== REQUIREMENT ==
Convert every line of the items below into a single numbered list, omitting blank lines.

== SOURCE MATERIAL ==
** Start **
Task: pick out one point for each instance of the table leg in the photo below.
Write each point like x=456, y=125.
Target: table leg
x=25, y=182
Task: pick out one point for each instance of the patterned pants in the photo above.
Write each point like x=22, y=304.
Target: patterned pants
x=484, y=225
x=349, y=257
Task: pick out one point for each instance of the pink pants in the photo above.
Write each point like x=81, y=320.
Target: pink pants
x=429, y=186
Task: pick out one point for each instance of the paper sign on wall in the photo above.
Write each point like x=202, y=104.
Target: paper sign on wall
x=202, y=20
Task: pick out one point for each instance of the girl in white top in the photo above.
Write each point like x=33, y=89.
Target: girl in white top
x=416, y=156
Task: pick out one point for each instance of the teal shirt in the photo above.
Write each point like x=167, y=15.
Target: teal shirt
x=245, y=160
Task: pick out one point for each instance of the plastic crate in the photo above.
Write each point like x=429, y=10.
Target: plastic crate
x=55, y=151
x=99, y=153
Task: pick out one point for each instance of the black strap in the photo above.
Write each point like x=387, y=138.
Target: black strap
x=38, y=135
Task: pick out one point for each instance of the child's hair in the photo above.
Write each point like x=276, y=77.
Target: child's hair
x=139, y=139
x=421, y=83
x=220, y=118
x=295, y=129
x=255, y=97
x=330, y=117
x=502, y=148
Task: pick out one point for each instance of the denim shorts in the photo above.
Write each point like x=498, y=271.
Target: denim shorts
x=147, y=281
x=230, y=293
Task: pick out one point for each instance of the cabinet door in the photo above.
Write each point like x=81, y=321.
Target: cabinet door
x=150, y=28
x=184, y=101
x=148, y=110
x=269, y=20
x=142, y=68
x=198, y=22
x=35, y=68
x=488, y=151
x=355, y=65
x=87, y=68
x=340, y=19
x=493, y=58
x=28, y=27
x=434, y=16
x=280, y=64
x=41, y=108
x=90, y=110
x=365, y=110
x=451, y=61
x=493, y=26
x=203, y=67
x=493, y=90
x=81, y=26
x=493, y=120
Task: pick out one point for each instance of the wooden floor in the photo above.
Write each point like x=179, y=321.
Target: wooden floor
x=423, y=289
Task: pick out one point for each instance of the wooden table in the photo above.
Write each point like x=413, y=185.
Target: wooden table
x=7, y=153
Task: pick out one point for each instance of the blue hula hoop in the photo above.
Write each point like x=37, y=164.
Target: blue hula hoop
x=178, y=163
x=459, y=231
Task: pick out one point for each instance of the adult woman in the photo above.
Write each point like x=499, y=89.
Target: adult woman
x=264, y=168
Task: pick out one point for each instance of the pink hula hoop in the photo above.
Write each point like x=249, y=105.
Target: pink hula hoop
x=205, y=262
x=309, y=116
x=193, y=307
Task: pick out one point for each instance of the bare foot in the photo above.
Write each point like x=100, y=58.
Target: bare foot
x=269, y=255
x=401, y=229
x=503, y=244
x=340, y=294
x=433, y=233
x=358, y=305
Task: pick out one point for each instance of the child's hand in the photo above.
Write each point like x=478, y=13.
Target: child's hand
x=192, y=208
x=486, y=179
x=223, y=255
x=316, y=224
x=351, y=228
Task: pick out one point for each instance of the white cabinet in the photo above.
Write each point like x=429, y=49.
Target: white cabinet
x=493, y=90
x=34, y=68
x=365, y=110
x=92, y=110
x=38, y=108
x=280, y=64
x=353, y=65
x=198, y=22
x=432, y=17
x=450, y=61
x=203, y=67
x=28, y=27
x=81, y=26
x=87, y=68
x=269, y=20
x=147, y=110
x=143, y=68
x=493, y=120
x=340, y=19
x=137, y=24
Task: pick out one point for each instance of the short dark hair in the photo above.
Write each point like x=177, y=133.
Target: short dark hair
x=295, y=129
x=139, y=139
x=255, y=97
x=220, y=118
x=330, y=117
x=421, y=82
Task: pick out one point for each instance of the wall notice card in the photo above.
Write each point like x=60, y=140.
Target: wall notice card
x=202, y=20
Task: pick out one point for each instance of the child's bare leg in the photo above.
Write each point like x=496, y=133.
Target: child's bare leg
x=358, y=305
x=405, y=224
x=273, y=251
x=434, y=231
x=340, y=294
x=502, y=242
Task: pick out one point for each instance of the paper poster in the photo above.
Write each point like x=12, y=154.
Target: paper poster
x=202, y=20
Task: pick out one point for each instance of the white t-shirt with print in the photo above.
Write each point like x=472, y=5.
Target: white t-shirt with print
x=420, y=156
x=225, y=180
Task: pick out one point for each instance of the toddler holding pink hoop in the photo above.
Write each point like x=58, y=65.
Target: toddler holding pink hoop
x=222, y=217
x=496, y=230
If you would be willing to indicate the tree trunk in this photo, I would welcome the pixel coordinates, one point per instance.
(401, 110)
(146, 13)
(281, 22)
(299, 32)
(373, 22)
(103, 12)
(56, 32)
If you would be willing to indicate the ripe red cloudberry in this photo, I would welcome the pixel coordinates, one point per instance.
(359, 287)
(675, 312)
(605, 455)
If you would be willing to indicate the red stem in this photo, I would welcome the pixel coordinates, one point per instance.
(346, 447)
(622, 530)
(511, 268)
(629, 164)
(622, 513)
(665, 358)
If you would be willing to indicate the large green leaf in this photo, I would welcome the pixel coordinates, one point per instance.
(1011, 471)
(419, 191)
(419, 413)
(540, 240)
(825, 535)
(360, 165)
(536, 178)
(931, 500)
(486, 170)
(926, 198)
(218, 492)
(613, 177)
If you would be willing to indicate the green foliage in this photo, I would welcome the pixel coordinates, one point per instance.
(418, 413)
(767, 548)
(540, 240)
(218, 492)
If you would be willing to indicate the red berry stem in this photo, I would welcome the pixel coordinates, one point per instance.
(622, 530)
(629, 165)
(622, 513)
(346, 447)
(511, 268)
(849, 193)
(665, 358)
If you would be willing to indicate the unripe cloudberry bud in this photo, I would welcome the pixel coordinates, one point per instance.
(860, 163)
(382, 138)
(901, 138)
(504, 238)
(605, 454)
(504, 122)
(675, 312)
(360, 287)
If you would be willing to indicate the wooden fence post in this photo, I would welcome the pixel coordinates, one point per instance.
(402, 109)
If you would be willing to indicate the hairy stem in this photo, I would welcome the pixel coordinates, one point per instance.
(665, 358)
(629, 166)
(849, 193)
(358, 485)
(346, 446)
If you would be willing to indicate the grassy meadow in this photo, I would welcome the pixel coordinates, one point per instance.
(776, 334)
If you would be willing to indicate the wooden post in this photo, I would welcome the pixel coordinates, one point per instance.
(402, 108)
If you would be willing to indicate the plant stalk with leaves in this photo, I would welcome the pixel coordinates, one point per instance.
** End **
== WORKED ANSWER ==
1. Task: pick out one point for each instance of the table leg in the photo below.
2. Write each point like x=456, y=125.
3. Target: table leg
4. x=25, y=182
5. Task: pick out one point for each instance of the patterned pants in the photo above.
6. Write each point like x=22, y=304.
7. Target: patterned pants
8. x=484, y=225
9. x=349, y=257
10. Task: pick out one point for each instance of the pink pants in the photo above.
11. Write each point like x=81, y=320.
12. Target: pink pants
13. x=429, y=186
14. Task: pick out one point for each instance of the paper sign on wall in the photo above.
15. Write each point like x=202, y=104.
16. Target: paper sign on wall
17. x=202, y=20
18. Task: pick out one point for each instance of the girl in white top in the photo above.
19. Write each point like x=33, y=89.
20. Target: girl in white top
21. x=416, y=156
22. Task: pick out one point for each instance of the teal shirt in the photo above.
23. Write each point like x=167, y=15.
24. Target: teal shirt
25. x=245, y=160
26. Task: pick out one point for each instance of the plastic crate in the photo above.
27. Write each point like x=429, y=10.
28. Target: plastic crate
29. x=55, y=151
30. x=99, y=153
31. Task: pick out one point for each instance of the black strap in the photo above.
32. Write each point like x=387, y=138.
33. Target: black strap
34. x=38, y=135
35. Task: pick out one point for each instance of the child's hair in the photo above.
36. Write each point like x=276, y=77.
37. Target: child's hair
38. x=139, y=139
39. x=421, y=83
40. x=220, y=118
41. x=295, y=129
42. x=255, y=97
43. x=330, y=117
44. x=502, y=148
45. Task: pick out one point for each instance of the denim shorts in the photo above.
46. Write each point like x=498, y=271.
47. Target: denim shorts
48. x=147, y=281
49. x=230, y=293
50. Task: pick out one point for each instance of the cabinet door in the photo above.
51. Write each point like x=81, y=321.
52. Target: cabinet door
53. x=150, y=28
54. x=184, y=101
55. x=148, y=110
56. x=269, y=20
57. x=142, y=68
58. x=198, y=22
59. x=35, y=68
60. x=488, y=151
61. x=355, y=65
62. x=87, y=68
63. x=340, y=19
64. x=493, y=58
65. x=28, y=27
66. x=434, y=16
67. x=280, y=64
68. x=41, y=108
69. x=90, y=110
70. x=365, y=110
71. x=451, y=61
72. x=493, y=26
73. x=203, y=67
74. x=493, y=90
75. x=81, y=26
76. x=493, y=120
77. Task: pick out one point for each instance of the wooden floor in the photo above.
78. Write each point like x=179, y=321.
79. Target: wooden floor
80. x=423, y=289
81. Task: pick out one point for each instance of the wooden table in the photo above.
82. Write each point like x=413, y=185.
83. Target: wooden table
84. x=7, y=153
85. Task: pick out one point for each instance of the blue hula hoop in the photo above.
86. Write each point like x=37, y=164.
87. Target: blue hula hoop
88. x=178, y=163
89. x=459, y=231
90. Task: pick out one point for each instance of the adult woman in the photo above.
91. Write each point like x=499, y=89.
92. Target: adult woman
93. x=264, y=168
94. Task: pick out one point for each instance of the pink hula hoop in the photo above.
95. Write each point like x=249, y=105.
96. Target: pink hula hoop
97. x=205, y=262
98. x=309, y=116
99. x=193, y=307
100. Task: pick out one point for each instance of the bare foot in the photo above.
101. Write each point like x=100, y=58.
102. Target: bare foot
103. x=269, y=255
104. x=401, y=229
105. x=503, y=244
106. x=340, y=294
107. x=433, y=233
108. x=358, y=305
109. Task: pick out one point for each instance of the child's hand in the photo above.
110. Write each point like x=478, y=13.
111. Target: child's hand
112. x=192, y=208
113. x=486, y=179
114. x=223, y=255
115. x=316, y=224
116. x=351, y=228
117. Task: pick out one point for each instance of the white cabinet in the photo above.
118. Write each point like x=429, y=49.
119. Target: white cabinet
120. x=493, y=90
121. x=34, y=68
122. x=365, y=110
123. x=92, y=110
124. x=38, y=108
125. x=280, y=64
126. x=353, y=65
127. x=198, y=22
128. x=432, y=17
129. x=450, y=61
130. x=203, y=67
131. x=28, y=27
132. x=81, y=26
133. x=87, y=68
134. x=269, y=20
135. x=147, y=110
136. x=143, y=68
137. x=493, y=120
138. x=340, y=19
139. x=137, y=24
140. Task: pick out one point for each instance of the short dark hair in the photo above.
141. Write each point like x=177, y=133.
142. Target: short dark hair
143. x=295, y=129
144. x=139, y=139
145. x=255, y=97
146. x=220, y=118
147. x=330, y=117
148. x=421, y=82
149. Task: pick out one point for each instance of the wall notice card in the photo above.
150. Write each point like x=60, y=140.
151. Target: wall notice card
152. x=202, y=20
153. Task: pick out one point for each instance of the child's bare leg in the photo above.
154. Write each point like x=496, y=133.
155. Target: child's bare leg
156. x=358, y=305
157. x=405, y=224
158. x=273, y=251
159. x=434, y=231
160. x=340, y=294
161. x=502, y=242
162. Task: pick out one point for each instance of the paper poster in the photo above.
163. Write each point like x=12, y=154.
164. Target: paper poster
165. x=202, y=20
166. Task: pick out one point for each instance of the white t-shirt with print in the photo above.
167. Write each point like x=472, y=5.
168. Target: white t-shirt with print
169. x=420, y=156
170. x=225, y=180
171. Task: pick out one point for each instance of the toddler holding pink hoop in the photo above.
172. Write each point like x=58, y=65.
173. Target: toddler holding pink hoop
174. x=222, y=217
175. x=496, y=230
176. If you would be willing to indicate the tree trunk in this photo, I would welcome the pixel coordinates, one point per instance.
177. (401, 110)
178. (146, 13)
179. (281, 22)
180. (299, 32)
181. (373, 22)
182. (103, 12)
183. (56, 32)
184. If you would be willing to indicate the ripe red cloudberry in this photo, I would welcome the pixel coordinates, one point per instance.
185. (359, 287)
186. (675, 312)
187. (605, 455)
188. If you would be willing to indicate the red stem in this photo, I would welcome the pixel coordinates, one point per instance.
189. (346, 447)
190. (622, 530)
191. (511, 268)
192. (629, 164)
193. (622, 513)
194. (665, 358)
195. If you would be willing to indicate the large green leaf in this photo, I would welcome the pixel coordinates, one point per instance.
196. (1011, 471)
197. (419, 191)
198. (419, 413)
199. (540, 240)
200. (825, 535)
201. (360, 165)
202. (536, 178)
203. (931, 500)
204. (486, 170)
205. (926, 198)
206. (218, 492)
207. (613, 177)
208. If you would be willing to indicate the green foliage in this photo, I would welcome the pixel coordinates, one point per instance.
209. (418, 413)
210. (767, 548)
211. (540, 240)
212. (218, 492)
213. If you would be willing to indicate the red berry stem in this photo, I would welcome the pixel coordinates, one point per instance.
214. (622, 530)
215. (629, 165)
216. (622, 513)
217. (346, 447)
218. (511, 268)
219. (849, 193)
220. (665, 358)
221. If you would be willing to indicate the unripe cloudberry bud in this photo, I would welcome the pixel coordinates, one point per instance.
222. (860, 163)
223. (382, 138)
224. (901, 138)
225. (504, 238)
226. (605, 454)
227. (504, 122)
228. (675, 312)
229. (360, 287)
230. If you would be willing to indicate the wooden fence post in this photo, I would welcome the pixel coordinates, one point per instance.
231. (402, 109)
232. If you would be willing to indicate the hairy stem in this photo, I would welcome the pixel coordinates, one point per instance.
233. (665, 358)
234. (629, 166)
235. (849, 193)
236. (358, 485)
237. (346, 446)
238. If you would be willing to indicate the grassy meadow in this photo, I would welcome the pixel coordinates, one point per instance.
239. (776, 334)
240. If you would be willing to indicate the wooden post in this photo, I would welcome the pixel coordinates, one point per instance.
241. (402, 108)
242. If you would be willing to indicate the plant stalk with leaves in this photo, I would welcome the pixel coordinates, one point per instance.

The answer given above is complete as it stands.